The task:
Every line from the one containing "point: dry grass" to the final line of the material below must be reproduced exactly; leave out all other lines.

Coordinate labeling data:
---
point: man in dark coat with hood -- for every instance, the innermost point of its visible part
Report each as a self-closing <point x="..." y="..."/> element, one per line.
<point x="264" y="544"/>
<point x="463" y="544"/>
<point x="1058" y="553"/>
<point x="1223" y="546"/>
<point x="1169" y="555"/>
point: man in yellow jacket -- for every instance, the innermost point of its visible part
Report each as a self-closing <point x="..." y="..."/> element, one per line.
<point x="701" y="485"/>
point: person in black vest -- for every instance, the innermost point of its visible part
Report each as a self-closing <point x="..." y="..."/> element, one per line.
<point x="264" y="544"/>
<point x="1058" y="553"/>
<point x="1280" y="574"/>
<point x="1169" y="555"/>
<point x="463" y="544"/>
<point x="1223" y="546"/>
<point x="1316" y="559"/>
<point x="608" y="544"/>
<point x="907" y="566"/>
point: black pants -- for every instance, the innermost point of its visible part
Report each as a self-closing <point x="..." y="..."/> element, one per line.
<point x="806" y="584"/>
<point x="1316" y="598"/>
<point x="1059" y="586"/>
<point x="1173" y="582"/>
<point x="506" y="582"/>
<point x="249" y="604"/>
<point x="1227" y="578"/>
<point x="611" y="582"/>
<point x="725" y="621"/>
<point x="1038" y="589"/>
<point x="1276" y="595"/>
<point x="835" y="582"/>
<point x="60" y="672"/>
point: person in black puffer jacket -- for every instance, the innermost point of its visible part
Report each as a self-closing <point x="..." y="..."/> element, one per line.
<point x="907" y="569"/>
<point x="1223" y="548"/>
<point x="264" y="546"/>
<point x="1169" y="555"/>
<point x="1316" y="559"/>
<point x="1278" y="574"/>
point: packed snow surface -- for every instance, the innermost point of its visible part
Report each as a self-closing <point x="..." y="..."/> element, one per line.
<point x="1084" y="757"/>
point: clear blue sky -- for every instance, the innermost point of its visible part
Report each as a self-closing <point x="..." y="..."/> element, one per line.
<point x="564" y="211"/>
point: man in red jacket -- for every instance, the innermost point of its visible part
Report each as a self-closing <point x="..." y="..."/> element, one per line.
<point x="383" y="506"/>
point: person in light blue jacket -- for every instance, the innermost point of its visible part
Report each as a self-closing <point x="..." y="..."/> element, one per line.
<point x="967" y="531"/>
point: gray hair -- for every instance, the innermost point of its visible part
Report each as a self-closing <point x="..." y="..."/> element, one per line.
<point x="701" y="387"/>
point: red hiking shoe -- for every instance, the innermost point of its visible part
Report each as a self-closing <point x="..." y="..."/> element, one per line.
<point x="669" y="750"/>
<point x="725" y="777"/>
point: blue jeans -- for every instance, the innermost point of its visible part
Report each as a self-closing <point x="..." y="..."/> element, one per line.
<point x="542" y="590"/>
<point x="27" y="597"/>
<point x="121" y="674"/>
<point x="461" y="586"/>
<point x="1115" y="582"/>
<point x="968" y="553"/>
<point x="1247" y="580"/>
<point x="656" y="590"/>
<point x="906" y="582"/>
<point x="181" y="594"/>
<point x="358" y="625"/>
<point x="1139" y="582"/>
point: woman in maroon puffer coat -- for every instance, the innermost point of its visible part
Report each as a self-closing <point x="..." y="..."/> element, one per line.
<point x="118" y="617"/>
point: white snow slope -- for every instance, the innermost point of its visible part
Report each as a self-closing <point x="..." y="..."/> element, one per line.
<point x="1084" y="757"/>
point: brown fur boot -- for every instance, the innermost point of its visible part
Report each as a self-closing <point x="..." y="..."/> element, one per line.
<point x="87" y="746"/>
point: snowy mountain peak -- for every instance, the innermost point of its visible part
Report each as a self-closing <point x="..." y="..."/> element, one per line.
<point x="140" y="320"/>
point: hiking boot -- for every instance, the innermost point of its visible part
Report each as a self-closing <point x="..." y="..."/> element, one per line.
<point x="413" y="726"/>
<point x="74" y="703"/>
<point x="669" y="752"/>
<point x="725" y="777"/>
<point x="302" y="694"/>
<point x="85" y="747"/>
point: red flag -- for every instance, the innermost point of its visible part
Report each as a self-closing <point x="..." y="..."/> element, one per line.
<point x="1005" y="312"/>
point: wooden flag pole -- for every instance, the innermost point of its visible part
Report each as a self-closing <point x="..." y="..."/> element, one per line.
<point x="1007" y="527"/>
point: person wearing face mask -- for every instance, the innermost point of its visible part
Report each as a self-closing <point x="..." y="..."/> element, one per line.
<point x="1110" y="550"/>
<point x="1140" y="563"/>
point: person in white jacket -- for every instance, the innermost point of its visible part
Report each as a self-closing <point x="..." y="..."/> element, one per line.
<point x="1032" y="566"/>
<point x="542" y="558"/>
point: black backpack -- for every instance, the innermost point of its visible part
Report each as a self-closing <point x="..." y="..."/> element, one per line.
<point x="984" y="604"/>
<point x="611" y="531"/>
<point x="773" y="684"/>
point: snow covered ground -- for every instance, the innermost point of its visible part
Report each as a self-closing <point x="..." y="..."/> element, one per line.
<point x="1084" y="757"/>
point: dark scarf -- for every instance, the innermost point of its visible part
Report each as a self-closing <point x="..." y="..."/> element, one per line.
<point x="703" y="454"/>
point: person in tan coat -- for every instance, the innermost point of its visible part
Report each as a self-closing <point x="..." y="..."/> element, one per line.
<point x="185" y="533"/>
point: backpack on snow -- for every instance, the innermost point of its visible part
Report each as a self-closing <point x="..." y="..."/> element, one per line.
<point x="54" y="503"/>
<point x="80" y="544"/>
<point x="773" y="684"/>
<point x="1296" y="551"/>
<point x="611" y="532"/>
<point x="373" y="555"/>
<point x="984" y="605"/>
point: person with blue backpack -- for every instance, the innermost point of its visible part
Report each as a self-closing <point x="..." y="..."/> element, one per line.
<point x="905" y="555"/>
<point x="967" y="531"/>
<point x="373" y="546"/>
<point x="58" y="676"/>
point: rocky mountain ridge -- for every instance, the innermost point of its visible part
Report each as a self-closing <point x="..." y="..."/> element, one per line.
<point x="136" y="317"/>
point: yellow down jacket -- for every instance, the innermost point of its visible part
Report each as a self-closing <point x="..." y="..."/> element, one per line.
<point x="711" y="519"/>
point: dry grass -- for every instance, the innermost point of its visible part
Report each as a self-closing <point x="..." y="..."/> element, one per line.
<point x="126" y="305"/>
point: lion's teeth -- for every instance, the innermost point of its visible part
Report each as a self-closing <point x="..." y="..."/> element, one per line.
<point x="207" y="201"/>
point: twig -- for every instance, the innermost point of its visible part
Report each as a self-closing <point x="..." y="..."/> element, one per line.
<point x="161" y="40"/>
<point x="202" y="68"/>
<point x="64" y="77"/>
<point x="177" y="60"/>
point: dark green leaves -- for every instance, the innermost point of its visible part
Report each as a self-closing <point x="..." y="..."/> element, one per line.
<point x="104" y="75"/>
---
Complete response:
point: dry grass -- for every instance, the innermost point of its visible part
Report each as a self-closing <point x="..." y="..."/> element, one per line.
<point x="126" y="305"/>
point: lion's teeth -- for every instance, the innermost point of its visible part
Report each as a self-closing <point x="..." y="..."/> element, one per line.
<point x="207" y="201"/>
point: twig -- for every instance, the innermost point of its visible part
Report each as a self-closing <point x="..." y="..."/> element, one per line.
<point x="161" y="40"/>
<point x="202" y="68"/>
<point x="64" y="77"/>
<point x="177" y="60"/>
point: dark green leaves -- for every instance, the innermost point of its visible part
Report each as a self-closing <point x="..." y="..."/> element, one per line.
<point x="104" y="75"/>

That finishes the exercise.